Задание a >>
Ответьте на вопросы по отрывку.
(i) В каком городе отвечающий жил перед переездом в Питер?
(ii) Что, по словам отвечающего, задает город?
(iii) Чем отвечающий по сути занимался в Москве?

Пробы в «Смешарики», бэд-трипы, устроенные нарочно, и важность оставаться голодным
— Вы с Тветом лучшие друзья?
— Это brother from another mother (в переводе с английского «брат от другой мамы». — Прим. ред.), что‑то такое.
— Почему он, кстати, так и не переехал в Питер или в Москву? Движуха вроде вся тут.
— Согласен, думаю, это какие‑то семейные моменты. Что‑то подсказывает, он уже близок к этому, и скорее к переезду в Питер. Москва ему, как и мне, не особо нравится — ритм не наш, вайб не наш. Я жил в Москве, перед тем как переехать в Питер. Тут люди сильно юзают друг друга: если ты не приносишь какой‑то пользы, ты не особо интересен. В Питере это менее выражено.
— Мне кажется, люди одинаковые, вопрос просто, где и с кем ты тусуешься.
— Может быть, но, блин, нет. В Питере и Москве люди разные, немного разное мышление.
— Считаешь ли ты, что город определяет твое мышление?
— Он задает какой‑то вектор. То, что там происходит, оставляет след на тебе.
Еще до того как побывал в Питере, я много про него читал и прям грезил этим городом. Он меня уже вдохновлял, именно своей историей. И когда я первый раз туда приехал, я в нем разочаровался — начал двигаться не с теми людьми, обжегся и переехал в Москву на несколько лет.
В Москве я по сути бродяжничал — где‑то просыпался, выходил на улицу и не знал, где буду сегодня ночевать.

Записи данных >>
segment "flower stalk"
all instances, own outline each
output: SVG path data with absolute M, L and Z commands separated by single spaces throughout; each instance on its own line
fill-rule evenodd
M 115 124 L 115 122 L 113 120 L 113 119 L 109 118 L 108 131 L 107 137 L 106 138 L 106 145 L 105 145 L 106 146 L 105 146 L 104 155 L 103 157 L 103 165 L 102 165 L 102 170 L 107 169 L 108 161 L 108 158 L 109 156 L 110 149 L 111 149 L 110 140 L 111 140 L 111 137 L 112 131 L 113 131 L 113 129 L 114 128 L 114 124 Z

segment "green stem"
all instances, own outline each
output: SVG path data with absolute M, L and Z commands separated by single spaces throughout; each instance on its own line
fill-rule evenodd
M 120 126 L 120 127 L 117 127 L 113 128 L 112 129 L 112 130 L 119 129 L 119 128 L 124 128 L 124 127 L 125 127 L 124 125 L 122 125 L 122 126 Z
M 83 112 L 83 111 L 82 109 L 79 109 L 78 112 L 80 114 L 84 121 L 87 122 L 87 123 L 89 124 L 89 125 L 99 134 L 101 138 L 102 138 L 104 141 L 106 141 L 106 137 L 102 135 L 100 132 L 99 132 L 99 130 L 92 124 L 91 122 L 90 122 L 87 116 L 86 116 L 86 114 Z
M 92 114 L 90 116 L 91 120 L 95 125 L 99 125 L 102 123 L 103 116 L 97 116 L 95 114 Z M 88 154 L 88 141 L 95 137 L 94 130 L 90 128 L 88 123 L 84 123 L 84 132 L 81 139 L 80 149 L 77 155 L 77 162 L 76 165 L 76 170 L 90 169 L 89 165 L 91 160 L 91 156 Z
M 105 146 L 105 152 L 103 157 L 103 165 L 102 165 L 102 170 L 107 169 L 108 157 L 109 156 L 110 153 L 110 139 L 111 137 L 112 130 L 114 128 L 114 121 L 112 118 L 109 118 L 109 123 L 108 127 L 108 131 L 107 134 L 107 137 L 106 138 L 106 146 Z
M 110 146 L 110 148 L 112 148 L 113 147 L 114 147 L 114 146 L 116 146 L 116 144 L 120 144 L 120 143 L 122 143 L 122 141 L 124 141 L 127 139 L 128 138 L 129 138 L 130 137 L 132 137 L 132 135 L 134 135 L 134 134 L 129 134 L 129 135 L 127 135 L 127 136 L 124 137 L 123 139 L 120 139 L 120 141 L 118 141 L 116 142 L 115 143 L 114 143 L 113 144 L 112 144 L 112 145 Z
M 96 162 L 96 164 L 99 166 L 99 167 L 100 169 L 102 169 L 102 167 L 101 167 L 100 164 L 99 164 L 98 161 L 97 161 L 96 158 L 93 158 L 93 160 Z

Задание b >>
Перепишите в виде нумерованного списка строки записей от начала записей до строки с «M 115 124 L» включительно, пропустив пустые строки.

Правильный ответ a >>
(i) В Москве.
(ii) Какой‑то вектор.
(iii) Бродяжничал.

Правильный ответ b >>
1. segment "flower stalk"
2. all instances, own outline each
3. output: SVG path data with absolute M, L and Z commands separated by single spaces throughout; each instance on its own line
4. fill-rule evenodd
5. M 115 124 L 115 122 L 113 120 L 113 119 L 109 118 L 108 131 L 107 137 L 106 138 L 106 145 L 105 145 L 106 146 L 105 146 L 104 155 L 103 157 L 103 165 L 102 165 L 102 170 L 107 169 L 108 161 L 108 158 L 109 156 L 110 149 L 111 149 L 110 140 L 111 140 L 111 137 L 112 131 L 113 131 L 113 129 L 114 128 L 114 124 Z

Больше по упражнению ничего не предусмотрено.